EXTRACTED TEXT:
Instead of dragging 25,000 tokens of design conversation through every coding turn, you have a 2,500-token document read once into a clean context. The savings compound: the longer the coding session runs, the more you save by not carrying the design history.

How to make it even cheaper

Front-load context in fewer messages. During the design session, prefer one well-structured message with all your context over 10 short exchanges. Each exchange adds two messages to the history that gets re-sent on every subsequent turn.

Persist decisions during the design session, not after. As soon as a decision crystallizes, write it to the file. In subsequent turns, say “see the plan in plan.md” instead of re-explaining. This keeps the live conversation smaller.

Start a genuinely fresh session for implementation. Do not continue the design session into coding. Close it, open new. Maximum cache efficiency.

Make the plan document concise. The agent reads the whole thing into context. A 300-line plan is better than a 1,000-line plan carrying the same information. Saint-Exupéry applies to token economy directly.

WHAT YOU WILL DO:
A. Answer these questions about the token-saving text:
(i) How many tokens of design conversation does it compare against the plan document, and how many tokens is the document?
(ii) How many messages does each exchange add to the history?
(iii) What length of plan does it prefer over a 1,000-line plan carrying the same information?
B. Extend the token-saving text, starting after its final sentence.

RECORDS SHOWN:
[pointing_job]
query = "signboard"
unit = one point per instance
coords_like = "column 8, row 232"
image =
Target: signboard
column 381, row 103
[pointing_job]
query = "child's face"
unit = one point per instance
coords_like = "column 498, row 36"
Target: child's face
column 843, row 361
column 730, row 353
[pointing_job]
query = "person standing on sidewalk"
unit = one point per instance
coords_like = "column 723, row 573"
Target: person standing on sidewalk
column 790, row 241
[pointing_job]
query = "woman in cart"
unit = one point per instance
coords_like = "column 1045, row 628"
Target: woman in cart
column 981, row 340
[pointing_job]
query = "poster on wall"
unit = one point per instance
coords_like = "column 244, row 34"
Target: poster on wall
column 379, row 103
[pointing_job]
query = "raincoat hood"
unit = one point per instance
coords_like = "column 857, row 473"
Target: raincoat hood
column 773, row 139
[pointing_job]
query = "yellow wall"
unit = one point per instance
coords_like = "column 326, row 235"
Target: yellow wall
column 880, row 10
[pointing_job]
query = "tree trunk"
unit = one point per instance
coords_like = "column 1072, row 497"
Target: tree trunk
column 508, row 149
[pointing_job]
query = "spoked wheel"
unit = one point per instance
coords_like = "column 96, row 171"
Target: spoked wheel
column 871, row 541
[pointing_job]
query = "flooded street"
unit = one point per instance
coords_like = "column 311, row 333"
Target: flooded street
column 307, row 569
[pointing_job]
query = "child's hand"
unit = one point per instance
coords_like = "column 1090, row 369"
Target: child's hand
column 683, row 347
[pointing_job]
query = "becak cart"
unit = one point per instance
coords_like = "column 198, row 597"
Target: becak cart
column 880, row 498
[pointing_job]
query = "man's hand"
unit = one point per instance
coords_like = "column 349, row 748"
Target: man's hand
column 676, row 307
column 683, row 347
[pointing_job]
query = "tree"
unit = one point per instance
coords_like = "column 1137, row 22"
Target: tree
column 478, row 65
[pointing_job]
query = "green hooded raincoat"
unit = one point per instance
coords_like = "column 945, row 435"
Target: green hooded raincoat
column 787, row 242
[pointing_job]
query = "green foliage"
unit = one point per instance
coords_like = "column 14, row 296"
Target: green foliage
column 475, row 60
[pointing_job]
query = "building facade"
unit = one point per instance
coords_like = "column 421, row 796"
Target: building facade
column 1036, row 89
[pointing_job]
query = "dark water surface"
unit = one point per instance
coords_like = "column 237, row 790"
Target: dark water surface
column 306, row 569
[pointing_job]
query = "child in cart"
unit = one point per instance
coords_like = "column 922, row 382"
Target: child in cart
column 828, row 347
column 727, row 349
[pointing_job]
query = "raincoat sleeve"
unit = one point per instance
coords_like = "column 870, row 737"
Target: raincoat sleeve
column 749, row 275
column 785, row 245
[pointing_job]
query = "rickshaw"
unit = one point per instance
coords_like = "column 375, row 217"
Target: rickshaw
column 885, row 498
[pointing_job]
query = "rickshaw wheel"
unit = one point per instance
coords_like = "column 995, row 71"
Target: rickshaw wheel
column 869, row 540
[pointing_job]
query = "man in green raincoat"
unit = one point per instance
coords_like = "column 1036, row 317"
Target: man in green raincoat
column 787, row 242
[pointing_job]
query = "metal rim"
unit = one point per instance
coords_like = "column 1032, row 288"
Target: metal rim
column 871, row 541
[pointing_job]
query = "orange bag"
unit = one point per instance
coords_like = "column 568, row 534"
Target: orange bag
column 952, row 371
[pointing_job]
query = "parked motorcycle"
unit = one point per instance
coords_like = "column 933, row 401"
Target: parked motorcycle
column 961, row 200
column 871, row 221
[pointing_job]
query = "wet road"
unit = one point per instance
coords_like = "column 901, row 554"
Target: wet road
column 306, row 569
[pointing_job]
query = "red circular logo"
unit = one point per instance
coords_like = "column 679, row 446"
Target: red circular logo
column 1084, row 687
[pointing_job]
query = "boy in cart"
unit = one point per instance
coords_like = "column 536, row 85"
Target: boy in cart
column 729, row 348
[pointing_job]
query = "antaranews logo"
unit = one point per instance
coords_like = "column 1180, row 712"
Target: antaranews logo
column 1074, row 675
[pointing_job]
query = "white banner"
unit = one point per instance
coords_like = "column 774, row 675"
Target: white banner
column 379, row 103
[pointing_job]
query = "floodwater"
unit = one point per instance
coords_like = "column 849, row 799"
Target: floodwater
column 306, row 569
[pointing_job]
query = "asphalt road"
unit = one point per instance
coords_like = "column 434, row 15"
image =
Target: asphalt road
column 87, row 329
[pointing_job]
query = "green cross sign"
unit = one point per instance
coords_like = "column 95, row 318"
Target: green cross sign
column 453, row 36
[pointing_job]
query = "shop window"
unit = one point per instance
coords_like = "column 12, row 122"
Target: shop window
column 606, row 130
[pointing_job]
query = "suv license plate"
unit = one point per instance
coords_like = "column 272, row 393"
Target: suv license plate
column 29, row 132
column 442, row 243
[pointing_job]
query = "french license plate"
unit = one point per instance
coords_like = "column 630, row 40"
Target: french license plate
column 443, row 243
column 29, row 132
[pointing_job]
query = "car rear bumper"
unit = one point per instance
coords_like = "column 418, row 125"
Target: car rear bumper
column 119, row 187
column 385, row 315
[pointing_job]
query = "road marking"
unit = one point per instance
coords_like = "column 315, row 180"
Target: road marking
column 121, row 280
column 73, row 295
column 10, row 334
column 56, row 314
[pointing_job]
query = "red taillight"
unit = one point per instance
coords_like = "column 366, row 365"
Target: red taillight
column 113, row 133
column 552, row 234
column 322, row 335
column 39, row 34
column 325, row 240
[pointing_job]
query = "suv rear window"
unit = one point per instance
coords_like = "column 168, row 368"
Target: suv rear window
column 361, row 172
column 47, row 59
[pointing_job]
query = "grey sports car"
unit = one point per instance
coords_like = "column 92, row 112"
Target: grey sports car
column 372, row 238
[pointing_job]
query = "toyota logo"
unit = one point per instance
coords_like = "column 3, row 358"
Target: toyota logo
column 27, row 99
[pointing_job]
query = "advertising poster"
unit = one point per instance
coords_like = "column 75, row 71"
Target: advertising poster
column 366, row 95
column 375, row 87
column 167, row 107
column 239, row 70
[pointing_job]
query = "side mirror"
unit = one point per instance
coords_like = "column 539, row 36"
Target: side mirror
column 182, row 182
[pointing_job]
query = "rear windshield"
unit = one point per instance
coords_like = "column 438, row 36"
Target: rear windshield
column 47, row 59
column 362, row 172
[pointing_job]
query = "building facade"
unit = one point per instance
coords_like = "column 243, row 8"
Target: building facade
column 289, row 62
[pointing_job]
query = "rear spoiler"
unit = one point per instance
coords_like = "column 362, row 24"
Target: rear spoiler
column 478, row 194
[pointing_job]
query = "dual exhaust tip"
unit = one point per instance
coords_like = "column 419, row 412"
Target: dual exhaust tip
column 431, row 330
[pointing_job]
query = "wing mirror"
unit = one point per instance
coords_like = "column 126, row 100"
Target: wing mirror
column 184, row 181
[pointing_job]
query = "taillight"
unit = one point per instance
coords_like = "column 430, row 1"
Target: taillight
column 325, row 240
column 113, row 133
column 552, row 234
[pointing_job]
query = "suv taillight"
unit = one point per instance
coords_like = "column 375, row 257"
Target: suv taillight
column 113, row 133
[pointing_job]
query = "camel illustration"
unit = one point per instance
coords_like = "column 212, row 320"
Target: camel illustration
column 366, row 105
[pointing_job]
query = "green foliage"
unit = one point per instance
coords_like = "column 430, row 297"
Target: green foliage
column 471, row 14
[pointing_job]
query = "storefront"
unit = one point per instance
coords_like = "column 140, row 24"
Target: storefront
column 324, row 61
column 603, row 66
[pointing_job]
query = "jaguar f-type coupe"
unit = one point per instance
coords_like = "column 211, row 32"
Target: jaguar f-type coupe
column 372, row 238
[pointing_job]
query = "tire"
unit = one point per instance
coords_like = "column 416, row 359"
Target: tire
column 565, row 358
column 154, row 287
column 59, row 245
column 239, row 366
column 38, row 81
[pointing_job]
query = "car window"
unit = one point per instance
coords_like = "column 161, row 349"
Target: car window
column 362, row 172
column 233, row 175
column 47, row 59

WRITTEN ANSWERS:
A.
(i) 25,000 tokens of design conversation, against a 2,500-token document.
(ii) Two messages.
(iii) A 300-line plan.

B.
Respect the 5-minute cache TTL. If you pause to think for more than 5 minutes, the cache goes cold and the next turn pays for a full cache rewrite. Either keep turns flowing (each hit resets the timer), or accept the cold start and make the next turn count.

Use roadmap.md instead of conversation memory. The “what’s next” information lives in a file (~200 tokens to re-read) rather than in conversation history (which grows and never shrinks until compaction).

ELI5 comments are a token investment. A well-commented file costs 30-40% more tokens to read. But the agent understands it on the first read instead of needing follow-up questions — 200 extra tokens on comments save 2,000 tokens of back-and-forth.

The Saint-Exupéry rule, applied

The ideal context is not the one where you added everything — it is the one where you cannot remove anything without losing something the agent needs.

Apply this to token spending: every token in the context window should be load-bearing. If it is not helping the agent produce better output, it is displacing something that would. Comments, specs, and project docs are load-bearing. Irrelevant files, stale conversation history, and doom loop residue are not.

You do not need to count tokens manually. But developing an intuition for what is signal and what is noise — and having the discipline to keep the context clean — is what separates productive agent users from people who hit rate limits and wonder why.

The less tokens you burn, the longer the fun.